# Problem details
Continue the passage about the inherited copy of Tom Graham VC, starting right after its last sentence.

# Quoted passage

Less than six month before the outbreak of the First World War, my grandmother, Margaret Fisk, gave my father William a 360-page book of imperial adventure, Tom Graham VC, A Story of the Afghan War. "Presented to Willie by his Mother," she wrote in thick pencil inside the front cover. "Willie" would have been almost 15 years old.

Only after my father's death in 1992 did I inherit this book, with its handsome, engraved hardboard cover embossed with a British Victoria Cross, and only last month did I read the book. An adventure by William Johnston and published in 1900, it tells the story of the son of a British mine- owner who grows up in the northern English port of Seaton and, forced to leave school and become an apprentice clerk because of his father's sudden impoverishment, joins the British Army underage. Tom Graham is posted to a British unit in County Cork in the south-west of Ireland - he even kisses the Blarney stone - and then travels to India and to the Second Afghan War where he is gazetted a Second Lieutenant in a Highland regiment. As he stands at his late father's grave in the local churchyard before leaving for the army, Tom vows that "he would lead a pure, clean and upright life".

# Record set
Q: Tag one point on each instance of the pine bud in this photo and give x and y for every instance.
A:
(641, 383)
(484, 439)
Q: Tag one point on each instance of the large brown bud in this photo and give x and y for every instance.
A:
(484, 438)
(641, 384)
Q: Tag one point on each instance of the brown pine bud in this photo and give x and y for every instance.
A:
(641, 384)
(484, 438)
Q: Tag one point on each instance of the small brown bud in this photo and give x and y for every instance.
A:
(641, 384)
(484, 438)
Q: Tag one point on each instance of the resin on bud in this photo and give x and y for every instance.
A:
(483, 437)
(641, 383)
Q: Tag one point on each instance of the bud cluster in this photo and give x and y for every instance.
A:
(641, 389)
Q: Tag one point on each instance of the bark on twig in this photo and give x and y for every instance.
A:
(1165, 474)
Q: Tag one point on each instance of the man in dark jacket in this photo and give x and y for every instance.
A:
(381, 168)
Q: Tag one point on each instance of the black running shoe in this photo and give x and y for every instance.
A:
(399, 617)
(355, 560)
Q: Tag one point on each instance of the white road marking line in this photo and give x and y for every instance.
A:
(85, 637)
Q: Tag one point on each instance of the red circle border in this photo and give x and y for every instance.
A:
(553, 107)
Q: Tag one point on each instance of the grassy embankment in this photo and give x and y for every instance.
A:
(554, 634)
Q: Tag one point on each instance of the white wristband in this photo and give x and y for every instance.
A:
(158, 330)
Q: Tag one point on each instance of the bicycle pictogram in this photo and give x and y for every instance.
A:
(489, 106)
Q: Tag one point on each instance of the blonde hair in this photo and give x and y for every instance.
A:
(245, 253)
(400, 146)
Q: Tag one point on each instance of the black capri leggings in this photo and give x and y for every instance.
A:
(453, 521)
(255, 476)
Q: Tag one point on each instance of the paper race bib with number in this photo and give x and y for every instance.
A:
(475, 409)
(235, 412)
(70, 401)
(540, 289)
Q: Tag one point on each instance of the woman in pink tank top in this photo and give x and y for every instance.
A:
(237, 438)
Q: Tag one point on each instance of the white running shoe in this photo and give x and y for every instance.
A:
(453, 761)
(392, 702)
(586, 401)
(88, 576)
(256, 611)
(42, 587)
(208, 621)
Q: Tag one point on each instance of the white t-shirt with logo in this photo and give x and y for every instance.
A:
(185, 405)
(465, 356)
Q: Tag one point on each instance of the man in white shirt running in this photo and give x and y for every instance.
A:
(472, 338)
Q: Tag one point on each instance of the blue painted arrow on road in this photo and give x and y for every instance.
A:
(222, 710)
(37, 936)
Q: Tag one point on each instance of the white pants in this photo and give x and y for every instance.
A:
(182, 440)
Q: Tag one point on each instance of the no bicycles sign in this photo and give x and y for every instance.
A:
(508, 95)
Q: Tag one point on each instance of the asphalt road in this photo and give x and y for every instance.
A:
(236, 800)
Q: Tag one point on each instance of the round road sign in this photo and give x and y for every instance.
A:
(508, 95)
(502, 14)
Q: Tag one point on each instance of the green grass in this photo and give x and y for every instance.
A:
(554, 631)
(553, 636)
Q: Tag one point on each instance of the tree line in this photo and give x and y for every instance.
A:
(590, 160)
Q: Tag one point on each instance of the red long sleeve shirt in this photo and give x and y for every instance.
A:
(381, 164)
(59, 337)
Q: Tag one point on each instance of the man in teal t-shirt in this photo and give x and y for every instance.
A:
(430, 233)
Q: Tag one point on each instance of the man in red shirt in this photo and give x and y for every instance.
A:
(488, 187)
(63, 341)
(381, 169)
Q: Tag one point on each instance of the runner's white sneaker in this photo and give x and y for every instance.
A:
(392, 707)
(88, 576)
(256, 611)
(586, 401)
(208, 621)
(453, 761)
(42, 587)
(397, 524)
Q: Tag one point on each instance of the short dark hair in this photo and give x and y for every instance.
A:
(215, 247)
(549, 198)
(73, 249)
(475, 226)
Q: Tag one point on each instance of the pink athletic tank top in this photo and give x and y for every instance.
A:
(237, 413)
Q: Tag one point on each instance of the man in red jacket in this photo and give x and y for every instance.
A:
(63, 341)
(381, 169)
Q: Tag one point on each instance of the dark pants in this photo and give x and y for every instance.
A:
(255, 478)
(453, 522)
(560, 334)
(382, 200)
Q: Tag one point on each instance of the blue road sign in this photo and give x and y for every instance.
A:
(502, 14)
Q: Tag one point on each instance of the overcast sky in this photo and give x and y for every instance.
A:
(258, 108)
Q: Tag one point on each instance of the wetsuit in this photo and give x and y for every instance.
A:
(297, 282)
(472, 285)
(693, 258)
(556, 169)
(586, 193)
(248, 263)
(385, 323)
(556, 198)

# Reply to the exercise
The story is typical of my father's generation, a rip-roaring, racist story of British heroism and Muslim savagery. The real-life murder of the British embassy staff in Kabul in 1879 provoked a British military response and Tom Graham marches into Afghanistan with his regiment. Within days, Tom is driving his bayonet "up to the nozzle" into the chest of an Afghan, a "swarthy giant, his eyes glaring with hate". In the Kurrum Valley, Graham fights off "infuriated tribesmen, drunk with lust and plunder". The author notes that whenever British troops fell into Afghan hands, "their bodies were dreadfully mutilated and dishonoured by those fiends in human form". Afghans are a "villainous" lot at one point in the text, "rascals" at another and, of course, "fiends in human form".

The text is not only racist but also anti-Islamic. "Boy readers," the author pontificates, "may not know that it was the sole object of every Afghan engaged in the war of 1878-80 to cut to pieces every heretic he could come across. The more pieces cut out of the unfortunate Britisher the higher his summit of bliss in Paradise." After Graham is wounded in Kabul, the Afghans - in the words of his Irish-born army doctor - have become "murtherin villains, the black niggers". A British artillery officer urges his men to fire at close-packed Afghan tribesmen with the assurance that his cannon fire "will scatter the flies".

It's not difficult to see how easily my father's world of "pure, clean and upright" Britons bestialised its enemies. Though there are a few references to the "boldness" of Afghan tribesmen, no attempt is made to explain their actions. The notion that Afghans do not want foreigners invading and occupying their country does not exist in the story.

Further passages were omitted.